• _Written problem_
Recast the material below as a numbered list with blank lines left out. Begin at the line that has "of the brown" and stop after the last line of the material.

• _Items_

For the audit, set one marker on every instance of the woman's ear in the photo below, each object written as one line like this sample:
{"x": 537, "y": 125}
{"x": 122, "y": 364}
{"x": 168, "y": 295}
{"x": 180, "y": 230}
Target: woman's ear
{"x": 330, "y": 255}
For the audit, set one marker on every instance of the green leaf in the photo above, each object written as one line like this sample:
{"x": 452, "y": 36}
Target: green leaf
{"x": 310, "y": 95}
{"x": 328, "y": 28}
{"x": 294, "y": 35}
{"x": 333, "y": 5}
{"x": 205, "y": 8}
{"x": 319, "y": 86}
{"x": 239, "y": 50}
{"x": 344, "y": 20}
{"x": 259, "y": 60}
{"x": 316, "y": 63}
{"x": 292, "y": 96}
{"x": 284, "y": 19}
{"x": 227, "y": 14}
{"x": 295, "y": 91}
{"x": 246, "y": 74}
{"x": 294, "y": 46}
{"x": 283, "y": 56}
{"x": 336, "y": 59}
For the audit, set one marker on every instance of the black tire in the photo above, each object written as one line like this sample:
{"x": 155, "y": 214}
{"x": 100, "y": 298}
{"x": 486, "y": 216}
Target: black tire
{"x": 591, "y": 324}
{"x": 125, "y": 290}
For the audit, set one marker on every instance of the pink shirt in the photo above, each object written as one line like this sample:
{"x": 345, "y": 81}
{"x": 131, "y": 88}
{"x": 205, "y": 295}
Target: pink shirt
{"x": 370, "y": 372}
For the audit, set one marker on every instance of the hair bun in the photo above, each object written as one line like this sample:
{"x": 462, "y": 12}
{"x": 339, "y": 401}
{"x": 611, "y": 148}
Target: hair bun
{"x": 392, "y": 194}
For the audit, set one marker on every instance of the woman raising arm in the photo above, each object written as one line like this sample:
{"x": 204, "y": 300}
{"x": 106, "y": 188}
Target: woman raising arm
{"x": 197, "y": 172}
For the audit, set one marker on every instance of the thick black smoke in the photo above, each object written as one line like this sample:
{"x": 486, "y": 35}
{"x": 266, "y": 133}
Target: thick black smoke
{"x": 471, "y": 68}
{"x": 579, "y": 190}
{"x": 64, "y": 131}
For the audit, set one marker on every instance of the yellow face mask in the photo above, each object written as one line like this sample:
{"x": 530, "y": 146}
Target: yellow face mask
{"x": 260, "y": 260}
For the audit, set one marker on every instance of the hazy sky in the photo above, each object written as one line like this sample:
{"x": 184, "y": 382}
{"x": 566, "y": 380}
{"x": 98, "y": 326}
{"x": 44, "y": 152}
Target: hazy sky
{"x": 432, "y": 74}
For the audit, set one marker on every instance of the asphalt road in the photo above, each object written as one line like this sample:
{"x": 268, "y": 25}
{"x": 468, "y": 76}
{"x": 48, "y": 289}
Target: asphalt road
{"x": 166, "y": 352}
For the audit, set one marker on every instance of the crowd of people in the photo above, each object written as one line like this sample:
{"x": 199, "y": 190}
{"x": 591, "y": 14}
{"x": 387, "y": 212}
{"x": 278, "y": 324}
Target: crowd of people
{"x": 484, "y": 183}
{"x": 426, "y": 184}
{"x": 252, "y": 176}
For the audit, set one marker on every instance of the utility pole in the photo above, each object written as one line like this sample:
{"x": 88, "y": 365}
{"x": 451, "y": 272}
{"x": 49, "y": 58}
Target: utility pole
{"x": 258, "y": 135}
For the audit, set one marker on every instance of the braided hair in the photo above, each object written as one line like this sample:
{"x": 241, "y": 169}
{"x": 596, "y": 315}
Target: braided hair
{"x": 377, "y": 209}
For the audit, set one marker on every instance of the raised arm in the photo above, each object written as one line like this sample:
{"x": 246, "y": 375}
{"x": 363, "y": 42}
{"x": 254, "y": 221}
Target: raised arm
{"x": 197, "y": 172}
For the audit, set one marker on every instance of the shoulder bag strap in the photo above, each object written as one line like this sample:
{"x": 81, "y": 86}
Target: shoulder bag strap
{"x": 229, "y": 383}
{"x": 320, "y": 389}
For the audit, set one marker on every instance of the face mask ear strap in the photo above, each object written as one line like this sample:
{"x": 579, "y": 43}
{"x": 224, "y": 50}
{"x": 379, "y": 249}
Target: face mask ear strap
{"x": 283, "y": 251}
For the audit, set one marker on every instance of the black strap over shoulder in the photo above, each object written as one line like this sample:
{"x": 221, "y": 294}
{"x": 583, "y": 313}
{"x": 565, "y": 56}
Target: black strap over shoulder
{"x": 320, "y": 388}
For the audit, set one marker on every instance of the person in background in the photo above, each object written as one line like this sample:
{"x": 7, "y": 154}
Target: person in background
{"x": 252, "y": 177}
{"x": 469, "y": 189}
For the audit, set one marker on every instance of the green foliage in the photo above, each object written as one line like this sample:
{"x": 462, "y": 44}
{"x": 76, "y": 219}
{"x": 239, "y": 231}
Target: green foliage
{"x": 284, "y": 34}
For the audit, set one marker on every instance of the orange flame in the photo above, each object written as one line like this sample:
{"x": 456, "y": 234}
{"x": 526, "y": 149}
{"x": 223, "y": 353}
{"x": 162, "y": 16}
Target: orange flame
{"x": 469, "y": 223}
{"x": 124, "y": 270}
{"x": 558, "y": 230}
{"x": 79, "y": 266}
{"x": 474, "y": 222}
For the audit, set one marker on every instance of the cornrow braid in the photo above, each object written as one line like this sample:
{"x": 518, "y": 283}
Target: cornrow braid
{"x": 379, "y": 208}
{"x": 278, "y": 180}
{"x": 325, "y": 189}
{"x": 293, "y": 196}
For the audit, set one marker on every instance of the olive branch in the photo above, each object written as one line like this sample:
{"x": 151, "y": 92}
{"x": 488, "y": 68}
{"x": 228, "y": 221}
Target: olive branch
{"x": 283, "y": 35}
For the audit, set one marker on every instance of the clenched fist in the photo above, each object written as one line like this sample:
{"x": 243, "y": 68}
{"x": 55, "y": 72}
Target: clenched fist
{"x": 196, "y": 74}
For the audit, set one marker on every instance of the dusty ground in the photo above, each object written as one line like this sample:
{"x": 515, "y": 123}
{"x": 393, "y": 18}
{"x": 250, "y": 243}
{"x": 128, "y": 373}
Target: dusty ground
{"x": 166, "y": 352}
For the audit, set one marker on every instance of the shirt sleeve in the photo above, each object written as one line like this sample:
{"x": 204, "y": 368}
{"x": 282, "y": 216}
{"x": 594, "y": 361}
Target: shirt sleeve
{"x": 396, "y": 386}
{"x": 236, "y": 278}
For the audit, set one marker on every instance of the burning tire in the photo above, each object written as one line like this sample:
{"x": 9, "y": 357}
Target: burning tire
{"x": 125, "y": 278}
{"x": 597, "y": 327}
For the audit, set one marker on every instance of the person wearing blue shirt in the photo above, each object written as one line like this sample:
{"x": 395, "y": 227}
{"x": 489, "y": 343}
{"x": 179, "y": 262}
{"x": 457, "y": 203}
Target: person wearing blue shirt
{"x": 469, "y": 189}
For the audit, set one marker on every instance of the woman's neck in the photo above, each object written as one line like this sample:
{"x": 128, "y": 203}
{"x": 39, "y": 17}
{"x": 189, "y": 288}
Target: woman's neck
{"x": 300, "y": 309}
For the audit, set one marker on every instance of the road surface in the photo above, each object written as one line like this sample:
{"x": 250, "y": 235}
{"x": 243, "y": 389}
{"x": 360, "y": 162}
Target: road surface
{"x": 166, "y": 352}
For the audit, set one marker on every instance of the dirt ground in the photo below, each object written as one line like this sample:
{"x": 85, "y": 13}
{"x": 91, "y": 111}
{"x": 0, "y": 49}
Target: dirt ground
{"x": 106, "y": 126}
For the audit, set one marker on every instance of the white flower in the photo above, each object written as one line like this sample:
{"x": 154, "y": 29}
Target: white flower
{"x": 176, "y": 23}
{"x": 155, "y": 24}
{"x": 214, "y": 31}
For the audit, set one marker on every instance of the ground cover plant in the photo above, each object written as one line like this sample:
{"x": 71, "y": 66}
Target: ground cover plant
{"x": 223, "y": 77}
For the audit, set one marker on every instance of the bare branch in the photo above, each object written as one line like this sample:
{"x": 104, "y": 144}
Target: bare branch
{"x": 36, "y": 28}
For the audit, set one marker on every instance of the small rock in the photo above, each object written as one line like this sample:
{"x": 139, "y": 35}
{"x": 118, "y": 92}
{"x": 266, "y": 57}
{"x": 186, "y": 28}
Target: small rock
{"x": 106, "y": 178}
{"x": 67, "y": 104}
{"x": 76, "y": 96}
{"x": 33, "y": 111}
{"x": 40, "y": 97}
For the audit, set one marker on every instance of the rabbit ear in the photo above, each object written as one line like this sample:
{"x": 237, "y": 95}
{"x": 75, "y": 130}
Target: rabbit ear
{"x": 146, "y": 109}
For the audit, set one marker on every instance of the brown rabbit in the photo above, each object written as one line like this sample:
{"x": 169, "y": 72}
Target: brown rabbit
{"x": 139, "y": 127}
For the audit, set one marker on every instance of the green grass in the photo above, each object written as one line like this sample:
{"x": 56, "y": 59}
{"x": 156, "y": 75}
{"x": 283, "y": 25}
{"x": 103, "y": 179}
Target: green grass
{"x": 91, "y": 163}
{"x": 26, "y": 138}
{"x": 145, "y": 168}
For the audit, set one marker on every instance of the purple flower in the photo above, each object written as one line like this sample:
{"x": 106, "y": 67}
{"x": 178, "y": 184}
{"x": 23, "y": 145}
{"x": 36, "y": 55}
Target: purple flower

• _Exercise output_
1. For the audit, set one marker on every instance of the brown rabbit in the photo above, each object written as one line like this sample:
2. {"x": 169, "y": 72}
3. Target: brown rabbit
4. {"x": 139, "y": 127}
5. For the audit, set one marker on every instance of the green grass in the photo above, each object written as one line like this sample:
6. {"x": 56, "y": 59}
7. {"x": 156, "y": 75}
8. {"x": 283, "y": 25}
9. {"x": 103, "y": 179}
10. Target: green grass
11. {"x": 91, "y": 163}
12. {"x": 26, "y": 138}
13. {"x": 145, "y": 168}
14. For the audit, set one marker on every instance of the purple flower in the photo above, each object written as one line like this sample:
15. {"x": 106, "y": 67}
16. {"x": 178, "y": 184}
17. {"x": 23, "y": 145}
18. {"x": 36, "y": 55}
19. Target: purple flower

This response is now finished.